> **PROBLEM TO WORK ON**
Could you retype exactly the lines running from the line with "Return bounding boxes" to the end of the data, both included, and nothing else?

Spatial localization data

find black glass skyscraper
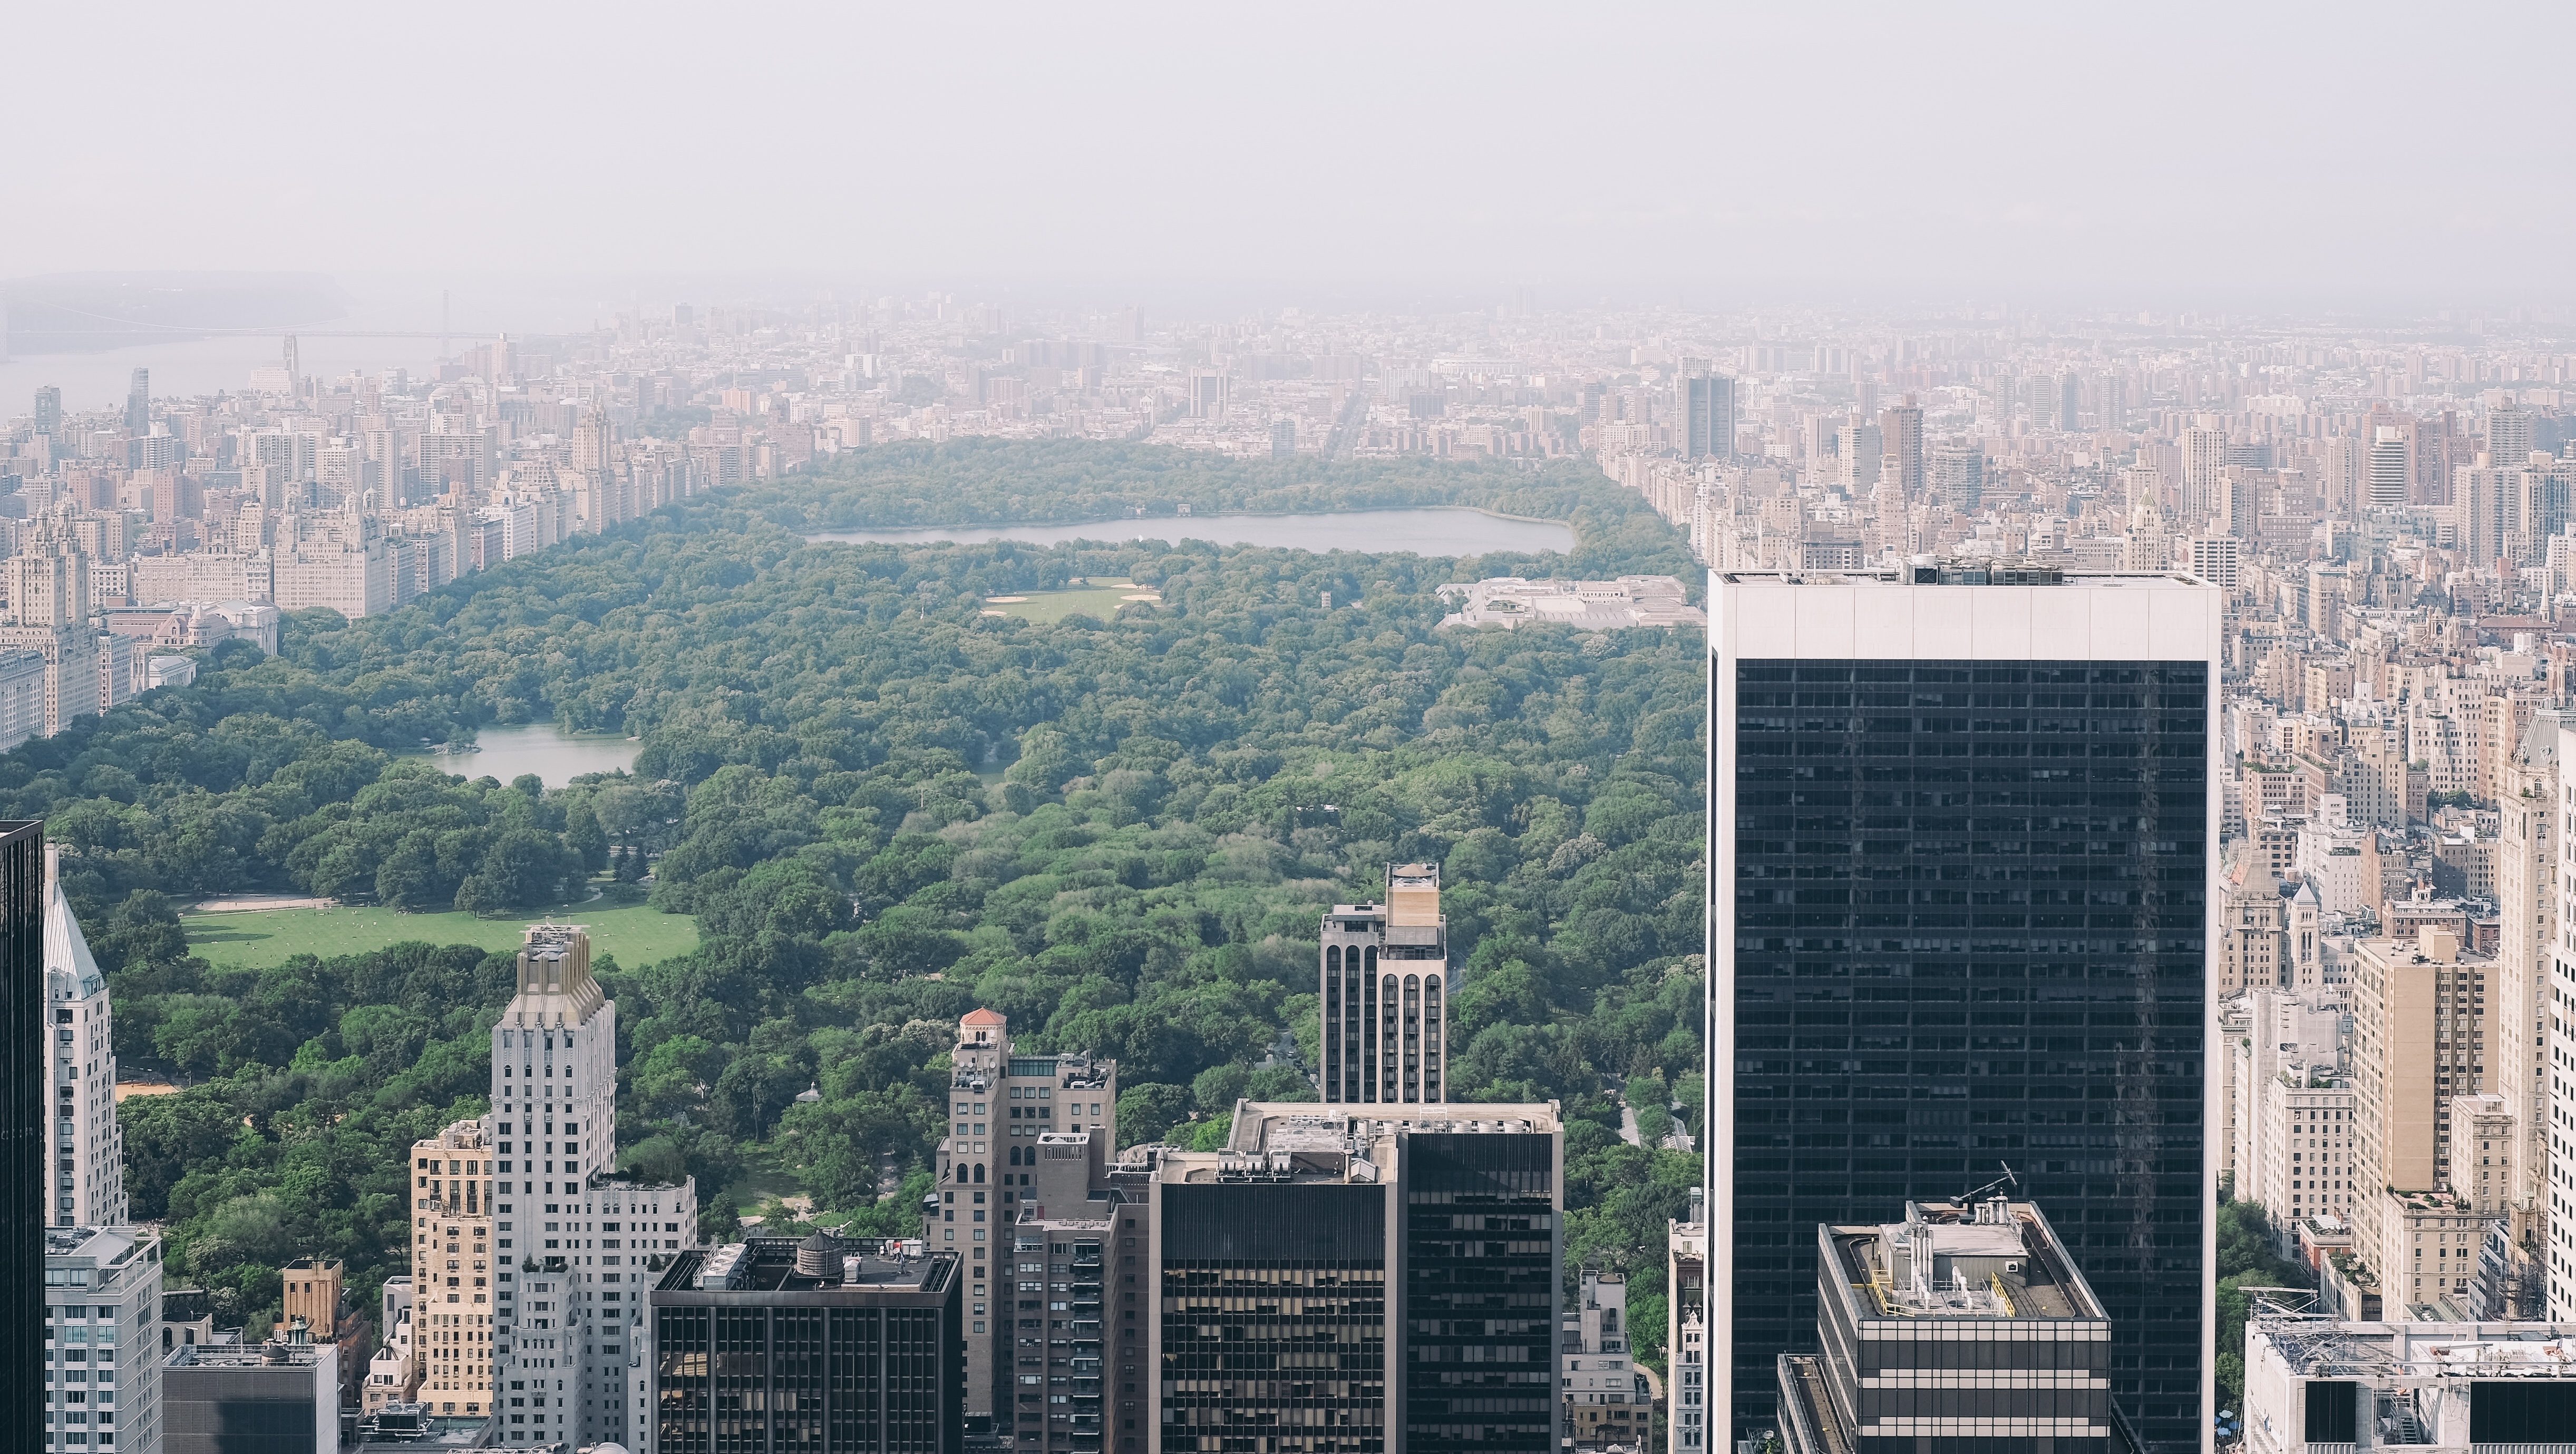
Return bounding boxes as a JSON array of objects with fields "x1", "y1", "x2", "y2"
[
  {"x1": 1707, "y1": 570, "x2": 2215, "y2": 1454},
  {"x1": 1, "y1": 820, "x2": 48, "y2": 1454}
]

> **EXERCISE RESULT**
Return bounding boxes as a JSON array of objects with fields "x1", "y1", "x2", "y2"
[
  {"x1": 1707, "y1": 570, "x2": 2215, "y2": 1454},
  {"x1": 1, "y1": 820, "x2": 48, "y2": 1454}
]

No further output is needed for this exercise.